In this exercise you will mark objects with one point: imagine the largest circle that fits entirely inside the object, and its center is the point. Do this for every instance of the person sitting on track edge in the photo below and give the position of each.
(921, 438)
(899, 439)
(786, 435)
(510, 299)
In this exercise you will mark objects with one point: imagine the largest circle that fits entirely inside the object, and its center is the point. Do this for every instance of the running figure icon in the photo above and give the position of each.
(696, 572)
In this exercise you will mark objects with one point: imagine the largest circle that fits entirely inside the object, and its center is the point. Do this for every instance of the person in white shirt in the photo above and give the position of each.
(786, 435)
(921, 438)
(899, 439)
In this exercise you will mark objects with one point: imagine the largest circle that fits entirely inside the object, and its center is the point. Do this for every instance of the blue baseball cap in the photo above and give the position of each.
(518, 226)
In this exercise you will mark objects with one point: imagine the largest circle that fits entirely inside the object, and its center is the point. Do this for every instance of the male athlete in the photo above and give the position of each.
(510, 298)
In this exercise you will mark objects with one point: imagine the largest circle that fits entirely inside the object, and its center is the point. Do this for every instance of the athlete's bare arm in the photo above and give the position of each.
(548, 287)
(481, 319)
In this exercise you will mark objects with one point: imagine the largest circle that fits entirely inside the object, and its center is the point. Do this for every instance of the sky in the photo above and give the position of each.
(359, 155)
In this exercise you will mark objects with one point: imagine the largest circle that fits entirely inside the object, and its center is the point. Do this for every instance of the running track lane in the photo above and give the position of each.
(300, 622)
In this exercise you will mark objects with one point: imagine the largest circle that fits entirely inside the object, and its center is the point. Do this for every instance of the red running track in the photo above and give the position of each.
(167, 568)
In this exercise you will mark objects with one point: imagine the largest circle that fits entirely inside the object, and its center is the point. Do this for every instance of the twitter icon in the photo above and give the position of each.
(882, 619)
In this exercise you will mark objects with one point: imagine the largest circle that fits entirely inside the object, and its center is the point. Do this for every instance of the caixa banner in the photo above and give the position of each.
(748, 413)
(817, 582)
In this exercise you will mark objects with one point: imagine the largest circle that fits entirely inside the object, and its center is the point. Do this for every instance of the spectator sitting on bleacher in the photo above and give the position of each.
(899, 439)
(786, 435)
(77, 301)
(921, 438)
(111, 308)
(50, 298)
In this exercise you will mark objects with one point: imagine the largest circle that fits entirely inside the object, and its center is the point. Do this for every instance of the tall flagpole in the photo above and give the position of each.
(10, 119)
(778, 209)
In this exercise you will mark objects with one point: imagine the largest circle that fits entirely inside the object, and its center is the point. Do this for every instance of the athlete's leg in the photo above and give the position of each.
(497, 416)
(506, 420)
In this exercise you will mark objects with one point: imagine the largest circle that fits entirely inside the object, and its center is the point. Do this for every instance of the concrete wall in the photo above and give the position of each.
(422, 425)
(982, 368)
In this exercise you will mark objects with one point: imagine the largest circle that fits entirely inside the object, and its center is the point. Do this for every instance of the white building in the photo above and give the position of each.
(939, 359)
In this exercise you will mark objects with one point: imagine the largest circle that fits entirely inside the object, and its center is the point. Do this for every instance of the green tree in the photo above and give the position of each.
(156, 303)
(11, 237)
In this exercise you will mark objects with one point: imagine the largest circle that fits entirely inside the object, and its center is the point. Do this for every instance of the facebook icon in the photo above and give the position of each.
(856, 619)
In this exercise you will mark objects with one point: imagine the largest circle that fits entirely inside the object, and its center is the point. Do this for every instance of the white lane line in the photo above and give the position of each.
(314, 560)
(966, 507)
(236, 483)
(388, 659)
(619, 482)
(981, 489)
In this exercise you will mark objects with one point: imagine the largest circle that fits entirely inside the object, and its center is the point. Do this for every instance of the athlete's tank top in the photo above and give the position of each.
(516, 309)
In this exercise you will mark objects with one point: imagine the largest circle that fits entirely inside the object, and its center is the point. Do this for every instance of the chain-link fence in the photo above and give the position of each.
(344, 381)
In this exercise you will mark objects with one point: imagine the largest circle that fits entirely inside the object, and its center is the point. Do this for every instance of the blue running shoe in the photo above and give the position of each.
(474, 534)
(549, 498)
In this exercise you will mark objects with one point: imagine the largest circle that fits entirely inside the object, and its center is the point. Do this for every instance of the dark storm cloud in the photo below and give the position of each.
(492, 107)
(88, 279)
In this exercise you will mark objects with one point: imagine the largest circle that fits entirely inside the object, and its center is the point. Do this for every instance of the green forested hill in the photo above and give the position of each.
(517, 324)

..........

Please write out the entries exactly, keeping every line intact.

In this exercise you will mark objects with one point: imagine the largest circle that fits entirely inside the object, and its center is the point. Do this for every instance of the person sitting on track edge in the photo below and give the position of each.
(921, 438)
(899, 439)
(786, 435)
(510, 299)
In this exercise you will mark objects with one point: imagine the largest circle that fits entirely inside the object, and its center is the point. Do this for every instance of the running figure icon in the photo above and give the position of each.
(696, 572)
In this exercise you will mark objects with one point: imagine the largest circle that fits entirely inside the object, and its center is the point. Do this for every instance of the person in white shirt in the photo above and give the position of each.
(786, 435)
(921, 438)
(899, 439)
In this exercise you will mark objects with one point: imagine the largest circle that fits entirely inside the object, and its center is the point. Do this for every instance of the blue baseball cap in the photo above and give the position of each.
(518, 226)
In this exercise you will mark objects with one point: imagine the largest circle that fits entirely inside the object, and its center is the point. Do this for every instance of the male athlete in the photo above and give the position of each.
(510, 298)
In this exercise you will mark objects with one point: imagine the largest circle that fits entirely inside the object, and its center is the point. Do this for every instance of the athlete's bare arm in the photo above and give the position of each.
(548, 287)
(481, 319)
In this exercise you will mark objects with one point: imagine the largest circle that fits entirely inside the object, and its center is the point. Do this for every instance of the sky in the photo above and give the position of each.
(359, 155)
In this exercise you will mark objects with one point: imagine the largest circle that fits entirely inside the object, and its center is the point. Do this for every instance of the running track lane in the photo above and give the position of each.
(300, 622)
In this exercise you will mark objects with one point: imagine the largest circle that fits entirely inside the object, and its center is the point. Do this for every instance of the red running track in the photo above and give the position of each.
(167, 568)
In this exercise you will mark objects with one point: imagine the largest circle that fits entirely inside the object, and its center is the point. Do this for every instance of the twitter icon in the photo above and give the position of each.
(882, 619)
In this exercise you will mark objects with one point: imagine the largest circle that fits entirely inside the object, and its center is the point. Do this for every instance of the caixa banner in the photo above and give the position of each.
(748, 413)
(817, 582)
In this exercise you will mark objects with one point: imagine the largest circle that fits entirely inside the object, and its center is the point. Do this for every instance of the spectator sitting on bleacher in the photo above and give the position of each.
(899, 439)
(786, 435)
(77, 301)
(921, 438)
(111, 308)
(50, 298)
In this exercise you will mark objects with one point: imagine the largest circle that fits entirely inside the object, and its center is the point. Do this for every instance of the tall flagpole in the photo above and give the position of each.
(10, 119)
(778, 209)
In this exercise you will mark objects with one point: imagine the largest circle that fits entirely inside the object, and its center is the point. Do this for every instance of the athlete's leg in the photo above and give the position of each.
(497, 416)
(506, 420)
In this exercise you will mark objects with one point: imagine the largest circle that fits entirely inside the object, and its center is the point. Do this for every instance of the concrete wall in the photo above and give the position of each.
(422, 425)
(982, 368)
In this exercise you will mark objects with one point: imagine the largest circle that fits entirely inside the object, and its center is the point. Do this for every instance of the white building in the photo above and give the position of each.
(939, 359)
In this exercise you will mark objects with one point: imagine the largest circle that fits entirely inside the object, and its center is the point. Do this for every instance of the green tree in the photo above and give the position of each.
(156, 303)
(11, 237)
In this exercise you will mark objects with one point: imagine the largest circle that fits entirely inside the object, and its center is the point. Do this for every instance of the facebook icon in the photo above and give the position of each.
(856, 619)
In this exercise you will mark objects with one point: imagine the largest circle that fits entirely inside the object, and its center is the point. Do this for every instance of the white lane line in the photo above and give the position of each.
(314, 560)
(966, 507)
(236, 483)
(388, 659)
(619, 482)
(981, 489)
In this exercise you will mark objects with one point: imagine the largest circle that fits entirely inside the object, and its center is the point. Do this for every instance of the athlete's tank top in the photo above and give the position of each.
(516, 309)
In this exercise you will mark objects with one point: imagine the largest circle that fits entirely inside the object, and its center is the point. Do this for every instance of the chain-link fence in the photo above and give the position of each.
(344, 381)
In this exercise you will mark objects with one point: imagine the largest circle that fits entirely inside the object, and its center is the point. Do this for every instance of the blue running shoe in the photo above and give the position of each.
(474, 534)
(549, 498)
In this exercise you will mark objects with one point: imagine the largest circle that fits entirely inside the object, and its center is the point. Do this for every instance of the dark storm cloud in the photo below and give the position of each.
(492, 107)
(88, 279)
In this exercise you will mark objects with one point: imagine the largest circle that fits entirely inside the object, and its center is the point. Do this for every instance of the green forested hill in the photo above and give the position of each.
(517, 324)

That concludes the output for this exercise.